BEGIN Records to use

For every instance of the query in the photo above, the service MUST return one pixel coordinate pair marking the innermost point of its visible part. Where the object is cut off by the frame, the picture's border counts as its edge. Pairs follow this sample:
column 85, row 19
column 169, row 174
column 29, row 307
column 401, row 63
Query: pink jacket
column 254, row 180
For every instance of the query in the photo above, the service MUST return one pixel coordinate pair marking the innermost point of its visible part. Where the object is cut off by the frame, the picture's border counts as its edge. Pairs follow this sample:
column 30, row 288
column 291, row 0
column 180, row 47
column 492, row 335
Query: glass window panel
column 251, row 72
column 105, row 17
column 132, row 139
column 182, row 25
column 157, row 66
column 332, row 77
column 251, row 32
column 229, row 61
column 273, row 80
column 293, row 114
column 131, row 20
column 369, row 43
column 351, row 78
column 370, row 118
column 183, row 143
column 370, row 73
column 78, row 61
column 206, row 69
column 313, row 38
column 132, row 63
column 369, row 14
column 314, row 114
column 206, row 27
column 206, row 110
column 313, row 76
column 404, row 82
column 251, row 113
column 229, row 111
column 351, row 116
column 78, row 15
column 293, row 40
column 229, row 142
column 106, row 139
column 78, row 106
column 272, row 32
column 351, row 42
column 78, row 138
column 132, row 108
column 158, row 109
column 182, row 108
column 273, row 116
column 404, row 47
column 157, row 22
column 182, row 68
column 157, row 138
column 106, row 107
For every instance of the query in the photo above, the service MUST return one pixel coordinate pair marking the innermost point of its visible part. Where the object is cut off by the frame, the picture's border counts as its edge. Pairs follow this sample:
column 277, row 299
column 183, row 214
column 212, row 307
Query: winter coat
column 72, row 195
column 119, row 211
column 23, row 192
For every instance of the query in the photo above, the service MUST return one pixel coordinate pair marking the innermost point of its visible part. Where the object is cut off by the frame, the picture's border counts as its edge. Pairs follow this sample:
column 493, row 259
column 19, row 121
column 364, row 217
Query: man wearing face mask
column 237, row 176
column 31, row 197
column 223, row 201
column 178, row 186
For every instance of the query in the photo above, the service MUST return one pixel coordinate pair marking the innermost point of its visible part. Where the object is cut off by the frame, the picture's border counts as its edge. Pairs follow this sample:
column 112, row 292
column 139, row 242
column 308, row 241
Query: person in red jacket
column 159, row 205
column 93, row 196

END Records to use

# Directions
Extract the full listing above without altering anything.

# Exercise solution
For every instance of the query in the photo above, the service MUST return one pixel coordinate pair marking the innermost point of its visible part. Where the object is cut off by the frame, the picture's border counts as its edge. Pairs follow this sample:
column 85, row 19
column 169, row 174
column 29, row 307
column 401, row 63
Query: pink jacket
column 254, row 180
For every instance of the query in the photo above, the service MUST return one pixel coordinate pair marking the innermost point of its visible part. Where the object is cut off by the frame, the picture's border counts as its edge. Pairs follow this sample:
column 30, row 288
column 291, row 0
column 180, row 47
column 492, row 335
Query: glass window panel
column 251, row 72
column 105, row 17
column 132, row 139
column 182, row 25
column 157, row 66
column 332, row 77
column 251, row 32
column 229, row 61
column 273, row 80
column 293, row 114
column 131, row 20
column 369, row 43
column 351, row 78
column 370, row 118
column 183, row 143
column 370, row 73
column 78, row 61
column 206, row 69
column 313, row 38
column 132, row 63
column 369, row 14
column 314, row 114
column 206, row 27
column 206, row 110
column 313, row 76
column 404, row 82
column 251, row 113
column 229, row 111
column 351, row 116
column 78, row 15
column 293, row 40
column 229, row 142
column 106, row 139
column 78, row 106
column 272, row 32
column 351, row 42
column 78, row 138
column 132, row 108
column 158, row 109
column 182, row 108
column 273, row 116
column 404, row 47
column 157, row 22
column 182, row 68
column 157, row 138
column 106, row 107
For every instance of the query in the photo above, the service MUST return one pixel coordinate pair marking the innermost point of its visible part. Where the object is cut off by the frame, the picture's border counts as its edge. Pairs follow this sample:
column 277, row 299
column 183, row 214
column 212, row 307
Query: winter coat
column 72, row 195
column 119, row 211
column 23, row 192
For every instance of the query in the photo above, the service MUST return one pixel coordinate pair marking the innermost point of its visible part. Where the object is cut off by the frame, the picture's border counts as its edge. Pairs follow this sample:
column 493, row 259
column 19, row 121
column 364, row 217
Query: man wearing face mask
column 237, row 176
column 31, row 197
column 223, row 201
column 178, row 186
For every instance of the query in the photo above, the service MUST return one pixel coordinate pair marking the innermost point of its visible part. Where the object is cut off by the frame, the picture's border counts as its edge. Pairs follow this sample:
column 112, row 292
column 139, row 242
column 308, row 241
Query: person in red jacket
column 159, row 205
column 93, row 196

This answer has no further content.